• EXERCISE REQUIREMENTS: Produce an exact copy of the data below.
-------
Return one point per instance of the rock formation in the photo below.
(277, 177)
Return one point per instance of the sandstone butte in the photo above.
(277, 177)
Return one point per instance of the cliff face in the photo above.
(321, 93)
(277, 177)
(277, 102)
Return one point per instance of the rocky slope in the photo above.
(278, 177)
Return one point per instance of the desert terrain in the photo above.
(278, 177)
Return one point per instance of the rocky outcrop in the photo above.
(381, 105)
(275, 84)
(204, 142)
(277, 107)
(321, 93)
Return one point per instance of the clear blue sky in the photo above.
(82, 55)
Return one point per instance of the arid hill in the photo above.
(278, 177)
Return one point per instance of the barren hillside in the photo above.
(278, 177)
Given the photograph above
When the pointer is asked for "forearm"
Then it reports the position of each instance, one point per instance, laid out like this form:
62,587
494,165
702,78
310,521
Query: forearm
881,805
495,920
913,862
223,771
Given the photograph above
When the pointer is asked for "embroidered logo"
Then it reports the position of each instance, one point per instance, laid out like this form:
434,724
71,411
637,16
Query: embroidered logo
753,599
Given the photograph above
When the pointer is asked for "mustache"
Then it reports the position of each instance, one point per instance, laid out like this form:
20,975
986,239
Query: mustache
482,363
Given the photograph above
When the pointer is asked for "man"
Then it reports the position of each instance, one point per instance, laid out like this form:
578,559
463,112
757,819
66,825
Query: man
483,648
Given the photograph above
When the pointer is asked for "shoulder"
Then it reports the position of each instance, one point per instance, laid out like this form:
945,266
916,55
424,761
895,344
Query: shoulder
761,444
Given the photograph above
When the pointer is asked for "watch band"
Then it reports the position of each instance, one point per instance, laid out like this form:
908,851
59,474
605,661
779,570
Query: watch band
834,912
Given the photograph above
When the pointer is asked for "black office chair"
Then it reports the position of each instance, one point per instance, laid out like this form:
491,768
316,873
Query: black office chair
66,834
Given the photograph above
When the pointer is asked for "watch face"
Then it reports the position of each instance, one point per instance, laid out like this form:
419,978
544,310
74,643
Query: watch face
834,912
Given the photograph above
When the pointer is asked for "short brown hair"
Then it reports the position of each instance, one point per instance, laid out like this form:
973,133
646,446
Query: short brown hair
-------
• ANSWER SPACE:
Return one point per instance of the rock formation in the photo below.
(277, 177)
Return one point per instance of the sandstone butte in the photo above.
(277, 177)
Return one point per instance of the cliff face in the photo above.
(321, 93)
(277, 177)
(277, 102)
Return one point per instance of the rocky slope in the photo above.
(278, 177)
Return one point per instance of the desert terrain in the photo above.
(278, 177)
Return one point per instance of the rocky outcrop in the photo above.
(381, 105)
(275, 84)
(204, 142)
(277, 107)
(321, 93)
Return one point per instance of the clear blue sky in the photo above.
(82, 55)
Return one point per instance of the arid hill in the photo above.
(278, 177)
Return one point per instance of the barren hillside in the photo above.
(278, 177)
Given the photograph above
When the pointer is asked for "forearm"
Then it reports the position of each instance, one point per instance, laid out like this form:
62,587
494,165
702,78
310,521
Query: forearm
881,805
495,920
913,862
223,771
Given the photograph above
When the pointer is asked for "embroidered logo"
Then it reports the position of each instance, one point per instance, laid out like this form:
434,724
71,411
637,16
Query: embroidered logo
753,599
Given the photograph above
When the pointer is asked for "mustache"
Then it reports the position of each instance, one point per instance, laid out like this form:
20,975
986,239
Query: mustache
482,363
Given the photograph above
When the pointer is asked for "man"
Then it reports the position of each instance, one point per instance, laid out like this form:
578,559
463,112
757,819
66,825
Query: man
483,648
Given the photograph above
When the pointer is asked for "shoulder"
Then it reports the position of each instance, one point per instance, laid out like this form:
945,266
916,55
424,761
895,344
Query: shoulder
761,444
Given the photograph above
When the pointer is asked for "watch band"
Then it reports the position of each instance, one point per instance, laid out like this form:
908,851
59,474
605,661
779,570
Query: watch band
834,912
Given the photograph above
When the pointer is asked for "black office chair"
Then it reports the position of each instance, one point per instance, laid out like this form:
491,768
316,873
Query: black office chair
66,834
Given the photograph above
When the pointer is asked for "watch face"
Then it reports the position of each instance, one point per instance, laid out like this form:
419,978
544,310
74,643
Query: watch face
834,912
Given the photograph above
When the pointer is asked for "short brown hair"
Then it reports the position of each instance, one point per instance, laid out like this form:
973,133
646,446
Query: short brown hair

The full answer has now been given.